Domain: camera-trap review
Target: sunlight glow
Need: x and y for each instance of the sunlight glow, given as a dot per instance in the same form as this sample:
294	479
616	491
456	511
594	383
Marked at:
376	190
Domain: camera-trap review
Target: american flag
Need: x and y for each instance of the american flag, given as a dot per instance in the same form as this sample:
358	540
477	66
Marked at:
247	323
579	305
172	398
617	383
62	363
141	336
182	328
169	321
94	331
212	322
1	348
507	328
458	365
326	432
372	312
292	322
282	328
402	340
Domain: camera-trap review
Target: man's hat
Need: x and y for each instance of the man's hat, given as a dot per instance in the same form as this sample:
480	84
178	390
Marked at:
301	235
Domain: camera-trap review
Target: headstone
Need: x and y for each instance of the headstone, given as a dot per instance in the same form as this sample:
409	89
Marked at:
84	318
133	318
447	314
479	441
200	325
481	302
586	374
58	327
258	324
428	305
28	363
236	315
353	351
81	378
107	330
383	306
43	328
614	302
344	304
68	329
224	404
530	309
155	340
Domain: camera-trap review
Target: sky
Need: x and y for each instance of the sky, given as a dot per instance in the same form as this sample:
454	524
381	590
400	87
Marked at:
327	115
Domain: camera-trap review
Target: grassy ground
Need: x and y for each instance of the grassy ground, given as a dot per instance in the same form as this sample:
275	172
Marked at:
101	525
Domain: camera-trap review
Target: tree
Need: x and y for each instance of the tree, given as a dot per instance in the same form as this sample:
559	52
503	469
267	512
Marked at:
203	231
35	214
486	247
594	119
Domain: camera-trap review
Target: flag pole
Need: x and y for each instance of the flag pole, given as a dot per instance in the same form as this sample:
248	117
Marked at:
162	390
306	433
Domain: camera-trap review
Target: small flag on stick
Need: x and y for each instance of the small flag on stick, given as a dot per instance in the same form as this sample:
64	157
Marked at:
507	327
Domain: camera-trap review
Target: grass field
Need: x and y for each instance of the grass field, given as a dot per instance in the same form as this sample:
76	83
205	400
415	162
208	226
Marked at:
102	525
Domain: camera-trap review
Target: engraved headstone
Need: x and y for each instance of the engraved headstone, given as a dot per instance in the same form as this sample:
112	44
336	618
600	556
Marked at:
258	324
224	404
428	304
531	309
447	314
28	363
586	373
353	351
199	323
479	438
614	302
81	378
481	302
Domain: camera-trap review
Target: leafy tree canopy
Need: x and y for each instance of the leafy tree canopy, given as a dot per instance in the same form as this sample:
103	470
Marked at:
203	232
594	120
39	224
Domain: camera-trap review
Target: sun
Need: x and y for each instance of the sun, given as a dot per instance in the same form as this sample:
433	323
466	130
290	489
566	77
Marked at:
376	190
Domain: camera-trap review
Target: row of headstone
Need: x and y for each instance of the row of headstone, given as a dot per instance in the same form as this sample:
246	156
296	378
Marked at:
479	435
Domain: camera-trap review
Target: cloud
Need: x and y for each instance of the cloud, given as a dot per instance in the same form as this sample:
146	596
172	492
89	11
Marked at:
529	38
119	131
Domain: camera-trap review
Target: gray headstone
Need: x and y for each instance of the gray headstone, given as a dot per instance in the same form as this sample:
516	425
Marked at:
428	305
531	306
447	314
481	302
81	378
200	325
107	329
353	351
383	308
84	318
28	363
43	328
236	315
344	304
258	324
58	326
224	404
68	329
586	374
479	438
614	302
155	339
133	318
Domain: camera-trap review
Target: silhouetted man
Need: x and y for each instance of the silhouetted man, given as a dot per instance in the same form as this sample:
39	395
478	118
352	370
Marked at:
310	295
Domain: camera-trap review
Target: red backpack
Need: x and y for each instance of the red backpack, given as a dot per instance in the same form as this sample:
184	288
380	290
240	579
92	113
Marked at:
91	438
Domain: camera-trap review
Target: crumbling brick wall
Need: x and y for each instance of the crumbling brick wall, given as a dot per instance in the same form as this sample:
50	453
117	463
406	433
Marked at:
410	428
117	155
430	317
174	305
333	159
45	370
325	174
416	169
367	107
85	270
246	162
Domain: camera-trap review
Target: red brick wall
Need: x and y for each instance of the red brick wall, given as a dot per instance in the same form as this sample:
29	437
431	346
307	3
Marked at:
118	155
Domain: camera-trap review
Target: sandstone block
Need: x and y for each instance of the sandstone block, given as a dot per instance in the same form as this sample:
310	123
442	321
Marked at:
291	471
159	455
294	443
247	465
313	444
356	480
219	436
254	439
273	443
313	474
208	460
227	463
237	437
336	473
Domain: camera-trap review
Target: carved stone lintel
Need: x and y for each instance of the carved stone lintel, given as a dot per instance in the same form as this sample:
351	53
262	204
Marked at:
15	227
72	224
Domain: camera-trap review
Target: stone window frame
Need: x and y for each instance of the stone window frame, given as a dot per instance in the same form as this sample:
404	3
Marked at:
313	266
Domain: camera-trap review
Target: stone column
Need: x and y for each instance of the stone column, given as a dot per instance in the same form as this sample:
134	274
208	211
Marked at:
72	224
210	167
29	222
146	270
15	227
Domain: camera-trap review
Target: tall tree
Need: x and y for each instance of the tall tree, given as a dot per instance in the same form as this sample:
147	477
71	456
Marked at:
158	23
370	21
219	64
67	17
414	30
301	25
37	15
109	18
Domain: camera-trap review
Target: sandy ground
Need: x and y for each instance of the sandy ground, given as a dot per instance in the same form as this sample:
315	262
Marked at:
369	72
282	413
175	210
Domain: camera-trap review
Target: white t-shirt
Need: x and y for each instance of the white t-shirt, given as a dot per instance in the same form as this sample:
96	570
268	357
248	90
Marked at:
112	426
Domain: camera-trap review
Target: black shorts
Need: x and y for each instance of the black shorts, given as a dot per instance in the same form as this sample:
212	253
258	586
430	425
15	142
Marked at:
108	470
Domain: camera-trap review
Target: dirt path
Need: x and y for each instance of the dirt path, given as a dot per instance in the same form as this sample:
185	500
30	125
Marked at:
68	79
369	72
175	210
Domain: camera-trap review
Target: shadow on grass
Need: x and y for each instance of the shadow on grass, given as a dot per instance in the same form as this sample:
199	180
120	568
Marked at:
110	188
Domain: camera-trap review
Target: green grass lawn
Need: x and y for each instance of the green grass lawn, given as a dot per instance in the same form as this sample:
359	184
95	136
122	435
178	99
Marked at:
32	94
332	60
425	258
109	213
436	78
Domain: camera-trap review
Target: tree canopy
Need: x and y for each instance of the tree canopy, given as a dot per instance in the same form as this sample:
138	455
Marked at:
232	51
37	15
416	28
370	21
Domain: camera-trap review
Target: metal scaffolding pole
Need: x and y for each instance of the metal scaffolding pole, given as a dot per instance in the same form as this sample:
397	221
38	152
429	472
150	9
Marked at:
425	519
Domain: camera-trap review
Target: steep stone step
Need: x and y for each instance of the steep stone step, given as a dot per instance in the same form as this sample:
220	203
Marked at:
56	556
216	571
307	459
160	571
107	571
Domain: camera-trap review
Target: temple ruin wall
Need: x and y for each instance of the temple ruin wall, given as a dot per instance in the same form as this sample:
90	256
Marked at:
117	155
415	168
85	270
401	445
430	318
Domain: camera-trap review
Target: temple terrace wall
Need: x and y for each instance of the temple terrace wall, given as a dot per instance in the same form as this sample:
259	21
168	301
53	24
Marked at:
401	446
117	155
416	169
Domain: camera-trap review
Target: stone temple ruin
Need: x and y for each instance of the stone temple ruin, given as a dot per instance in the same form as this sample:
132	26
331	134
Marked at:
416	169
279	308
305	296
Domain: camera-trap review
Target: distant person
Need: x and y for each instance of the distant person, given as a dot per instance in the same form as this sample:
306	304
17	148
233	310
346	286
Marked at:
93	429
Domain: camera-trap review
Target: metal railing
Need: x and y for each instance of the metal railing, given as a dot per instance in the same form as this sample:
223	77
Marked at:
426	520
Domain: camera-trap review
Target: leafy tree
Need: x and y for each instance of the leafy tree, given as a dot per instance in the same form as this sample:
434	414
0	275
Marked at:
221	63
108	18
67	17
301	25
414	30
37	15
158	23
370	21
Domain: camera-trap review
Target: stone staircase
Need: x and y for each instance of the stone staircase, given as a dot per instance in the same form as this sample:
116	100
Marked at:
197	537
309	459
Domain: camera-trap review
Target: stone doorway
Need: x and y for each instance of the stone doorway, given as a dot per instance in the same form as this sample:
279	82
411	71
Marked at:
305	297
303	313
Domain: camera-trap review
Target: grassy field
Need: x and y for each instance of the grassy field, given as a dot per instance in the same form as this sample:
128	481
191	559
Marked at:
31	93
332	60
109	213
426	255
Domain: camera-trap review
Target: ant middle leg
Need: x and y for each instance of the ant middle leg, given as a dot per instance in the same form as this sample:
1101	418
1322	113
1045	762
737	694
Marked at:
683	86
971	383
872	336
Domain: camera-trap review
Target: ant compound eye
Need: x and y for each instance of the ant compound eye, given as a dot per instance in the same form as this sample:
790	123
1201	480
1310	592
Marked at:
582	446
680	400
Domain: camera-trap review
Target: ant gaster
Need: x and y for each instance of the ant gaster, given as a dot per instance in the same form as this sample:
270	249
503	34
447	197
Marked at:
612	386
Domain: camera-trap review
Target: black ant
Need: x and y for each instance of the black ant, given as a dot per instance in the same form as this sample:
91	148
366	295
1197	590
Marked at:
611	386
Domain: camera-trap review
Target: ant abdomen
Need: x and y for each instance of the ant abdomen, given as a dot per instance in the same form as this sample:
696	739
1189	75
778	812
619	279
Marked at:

::::

:: AUFGABE ::
Gib an, wie viele Zeilen der Datensätze das Wort „distant“ enthalten. Antworte nur mit der Zahl.

:: AUSGABE ::
2